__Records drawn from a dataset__
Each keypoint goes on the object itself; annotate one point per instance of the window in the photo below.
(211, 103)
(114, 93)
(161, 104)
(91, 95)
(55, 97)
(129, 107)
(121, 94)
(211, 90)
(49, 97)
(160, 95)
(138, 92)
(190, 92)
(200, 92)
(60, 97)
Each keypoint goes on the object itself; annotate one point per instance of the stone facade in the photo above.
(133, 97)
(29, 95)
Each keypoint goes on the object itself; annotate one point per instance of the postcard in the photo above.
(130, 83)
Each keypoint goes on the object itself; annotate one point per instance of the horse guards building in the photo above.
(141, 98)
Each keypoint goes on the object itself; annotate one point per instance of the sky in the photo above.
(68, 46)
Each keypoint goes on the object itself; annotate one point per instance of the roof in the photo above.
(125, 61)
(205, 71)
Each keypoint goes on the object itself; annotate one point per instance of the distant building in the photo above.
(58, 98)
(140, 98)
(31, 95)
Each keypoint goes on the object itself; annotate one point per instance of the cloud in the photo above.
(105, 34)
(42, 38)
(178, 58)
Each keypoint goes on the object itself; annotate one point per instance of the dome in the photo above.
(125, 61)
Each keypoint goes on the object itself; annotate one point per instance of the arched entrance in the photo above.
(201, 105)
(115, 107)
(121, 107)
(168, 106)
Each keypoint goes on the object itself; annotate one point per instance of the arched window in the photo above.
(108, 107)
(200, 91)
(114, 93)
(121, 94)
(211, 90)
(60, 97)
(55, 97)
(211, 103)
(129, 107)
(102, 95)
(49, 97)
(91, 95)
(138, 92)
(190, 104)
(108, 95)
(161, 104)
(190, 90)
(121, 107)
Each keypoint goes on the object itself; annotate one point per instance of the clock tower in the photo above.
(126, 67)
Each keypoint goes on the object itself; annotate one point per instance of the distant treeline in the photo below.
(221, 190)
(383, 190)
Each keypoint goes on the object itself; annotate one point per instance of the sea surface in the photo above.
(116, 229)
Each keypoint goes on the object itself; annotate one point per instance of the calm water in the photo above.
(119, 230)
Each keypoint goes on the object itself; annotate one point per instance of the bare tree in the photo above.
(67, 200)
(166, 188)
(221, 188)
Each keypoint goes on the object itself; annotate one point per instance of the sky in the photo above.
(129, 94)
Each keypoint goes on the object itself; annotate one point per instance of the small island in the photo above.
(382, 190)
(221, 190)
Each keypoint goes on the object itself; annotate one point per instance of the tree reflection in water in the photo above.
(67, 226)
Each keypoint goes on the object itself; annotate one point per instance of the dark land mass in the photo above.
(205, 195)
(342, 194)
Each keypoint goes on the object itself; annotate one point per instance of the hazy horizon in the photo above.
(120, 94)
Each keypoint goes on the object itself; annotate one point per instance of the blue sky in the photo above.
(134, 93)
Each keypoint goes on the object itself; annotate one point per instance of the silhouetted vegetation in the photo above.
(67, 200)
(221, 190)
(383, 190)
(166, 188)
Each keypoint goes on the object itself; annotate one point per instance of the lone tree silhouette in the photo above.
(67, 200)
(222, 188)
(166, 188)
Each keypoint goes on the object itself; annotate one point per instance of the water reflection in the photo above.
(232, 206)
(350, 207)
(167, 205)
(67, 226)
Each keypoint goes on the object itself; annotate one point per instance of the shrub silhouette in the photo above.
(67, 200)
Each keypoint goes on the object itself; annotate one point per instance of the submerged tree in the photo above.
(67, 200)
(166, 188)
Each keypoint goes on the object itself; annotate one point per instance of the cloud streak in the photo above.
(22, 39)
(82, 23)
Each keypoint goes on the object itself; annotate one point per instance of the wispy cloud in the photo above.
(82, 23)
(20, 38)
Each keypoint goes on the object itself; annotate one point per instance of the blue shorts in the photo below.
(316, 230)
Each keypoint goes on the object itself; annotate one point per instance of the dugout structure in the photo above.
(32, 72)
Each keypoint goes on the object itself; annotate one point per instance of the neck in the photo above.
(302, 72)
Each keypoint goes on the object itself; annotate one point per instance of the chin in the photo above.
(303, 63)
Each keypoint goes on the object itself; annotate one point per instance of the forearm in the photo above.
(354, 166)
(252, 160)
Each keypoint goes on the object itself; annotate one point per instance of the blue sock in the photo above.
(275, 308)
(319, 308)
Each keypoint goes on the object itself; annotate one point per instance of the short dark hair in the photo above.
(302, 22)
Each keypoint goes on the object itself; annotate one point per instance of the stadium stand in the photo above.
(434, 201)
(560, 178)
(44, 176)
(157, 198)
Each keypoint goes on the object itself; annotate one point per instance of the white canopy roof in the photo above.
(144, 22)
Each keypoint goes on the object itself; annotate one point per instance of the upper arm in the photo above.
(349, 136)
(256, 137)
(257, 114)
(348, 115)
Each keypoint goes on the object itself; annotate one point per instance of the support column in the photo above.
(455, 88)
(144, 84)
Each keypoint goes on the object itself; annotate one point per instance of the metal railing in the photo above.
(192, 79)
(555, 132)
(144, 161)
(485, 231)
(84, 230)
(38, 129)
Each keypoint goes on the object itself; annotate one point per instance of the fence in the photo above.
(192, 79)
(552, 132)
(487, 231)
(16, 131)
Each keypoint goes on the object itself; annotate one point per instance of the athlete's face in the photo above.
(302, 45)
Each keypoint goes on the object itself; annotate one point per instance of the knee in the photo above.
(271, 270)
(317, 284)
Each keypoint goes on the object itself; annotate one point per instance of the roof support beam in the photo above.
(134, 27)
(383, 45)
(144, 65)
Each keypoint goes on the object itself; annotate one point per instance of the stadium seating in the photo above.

__Problem__
Each line of the data has to be written out exactly as it appears.

__Result for this task__
Each keypoint goes on the object itself; annotate one point per instance of the window in the photo below.
(211, 103)
(114, 93)
(161, 104)
(91, 95)
(55, 97)
(129, 107)
(121, 94)
(211, 90)
(49, 97)
(160, 95)
(138, 92)
(190, 92)
(200, 92)
(60, 97)
Each keypoint goes on the object itself; annotate one point per instance of the stone facade in the photo above.
(133, 97)
(29, 95)
Each keypoint goes on the object itself; annotate one point per instance of the postcard in the photo above.
(130, 83)
Each keypoint goes on the object itself; annotate one point per instance of the horse guards building in the photo above.
(141, 98)
Each keypoint goes on the object itself; annotate one point per instance of the sky in the photo above.
(68, 46)
Each keypoint goes on the object itself; annotate one point per instance of the roof in the photo above.
(125, 61)
(205, 71)
Each keypoint goes on the object itself; annotate one point per instance of the distant building in the photo above.
(58, 98)
(140, 98)
(31, 95)
Each keypoint goes on the object itself; annotate one point per instance of the cloud in the photo above.
(105, 34)
(42, 38)
(178, 58)
Each keypoint goes on the object itself; annotate one point per instance of the dome in the photo above.
(125, 61)
Each keypoint goes on the object itself; annotate one point per instance of the arched entrance in the photo above.
(201, 105)
(115, 107)
(121, 107)
(168, 106)
Each keypoint goes on the object itself; annotate one point per instance of the arched window in the photo above.
(108, 107)
(200, 91)
(114, 93)
(121, 94)
(211, 90)
(60, 97)
(55, 97)
(211, 103)
(129, 107)
(102, 95)
(49, 97)
(91, 95)
(138, 92)
(190, 104)
(108, 95)
(161, 104)
(190, 90)
(121, 107)
Each keypoint goes on the object itself; annotate one point per instance of the clock tower in the photo above.
(126, 67)
Each keypoint goes on the object itself; annotate one point per instance of the distant treeline in the photo below.
(221, 190)
(383, 190)
Each keypoint goes on the object itself; annotate one point per instance of the sea surface in the photo above.
(116, 229)
Each keypoint goes on the object itself; annotate one point per instance of the calm water in the photo above.
(119, 230)
Each keypoint goes on the object itself; annotate one point per instance of the bare tree in the photo above.
(67, 200)
(166, 188)
(221, 188)
Each keypoint goes on the object itself; annotate one point per instance of the sky in the photo above.
(129, 94)
Each keypoint goes on the object itself; annotate one point per instance of the small island in the photo above.
(382, 190)
(221, 190)
Each keypoint goes on the object itself; annotate one point per instance of the tree reflection in water in the photo above.
(67, 226)
Each keypoint goes on the object itself; annotate one point per instance of the dark land mass in the photo above.
(205, 195)
(342, 194)
Each keypoint goes on the object itself; annotate one point per instance of the hazy horizon in the photo above.
(120, 94)
Each keypoint goes on the object itself; annotate one point per instance of the blue sky in the photo above.
(134, 93)
Each keypoint goes on the object itself; annotate one point per instance of the silhouetted vegetation in the photo above.
(67, 200)
(221, 190)
(383, 190)
(166, 188)
Each keypoint goes on the object itself; annotate one point per instance of the lone tree silhouette in the photo above.
(67, 200)
(222, 188)
(166, 188)
Each keypoint goes on the object itself; annotate one point per instance of the water reflection in the photo above.
(232, 206)
(350, 207)
(167, 205)
(67, 226)
Each keypoint goes on the object itself; annotate one point per instance of the shrub silhouette in the photo above.
(67, 200)
Each keypoint goes on the object itself; annotate one point per instance of the submerged tree in the photo above.
(67, 200)
(166, 188)
Each keypoint goes on the object itself; annotate one point per instance of the cloud streak in the photo above.
(22, 39)
(82, 23)
Each keypoint goes on the object itself; annotate one point per instance of the wispy cloud in the photo above.
(82, 23)
(20, 38)
Each keypoint goes on the object itself; annotate one point per instance of the blue shorts in the photo below.
(316, 230)
Each keypoint goes on the object itself; annotate one point per instance of the dugout structure in the photo above.
(32, 72)
Each keypoint goes on the object itself; annotate one point per instance of the neck in the photo above.
(302, 72)
Each keypoint goes on the object itself; annotate one point per instance of the chin in the photo above.
(303, 63)
Each keypoint goes on the object itself; annotate one point per instance of the forearm in the photo above.
(354, 166)
(252, 160)
Each keypoint goes on the object itself; annotate one point per instance of the blue sock in the photo above.
(275, 308)
(319, 308)
Each keypoint goes on the object itself; annotate one point per instance of the short dark hair in the photo above.
(302, 22)
Each keypoint goes on the object itself; annotate one point per instance of the stadium stand in the photo above.
(434, 201)
(560, 178)
(44, 176)
(157, 198)
Each keypoint goes on the object itself; annotate one point per instance of the white canopy roof in the photo above.
(144, 22)
Each keypoint goes on the object itself; annotate one point per instance of the upper arm in the photo above.
(349, 136)
(256, 137)
(257, 114)
(348, 115)
Each keypoint goes on the object itself; annotate one point per instance of the support column in the photo above.
(455, 88)
(144, 84)
Each keypoint goes on the object itself; annotate one point per instance of the metal railing in the photo above.
(192, 79)
(555, 132)
(144, 161)
(485, 231)
(84, 230)
(38, 129)
Each keypoint goes on the object itself; annotate one point per instance of the fence in the photo above.
(192, 79)
(552, 132)
(487, 231)
(16, 131)
Each keypoint goes on the object itself; annotate one point per instance of the athlete's face in the photo above.
(302, 45)
Each keypoint goes on the object itself; annotate one point per instance of the knee in the photo above.
(271, 270)
(317, 284)
Each keypoint goes on the object itself; annotate one point per instance of the roof support beam in the photo above.
(134, 27)
(383, 45)
(144, 65)
Each keypoint goes on the object itself; annotate one point per instance of the stadium seating in the photo above.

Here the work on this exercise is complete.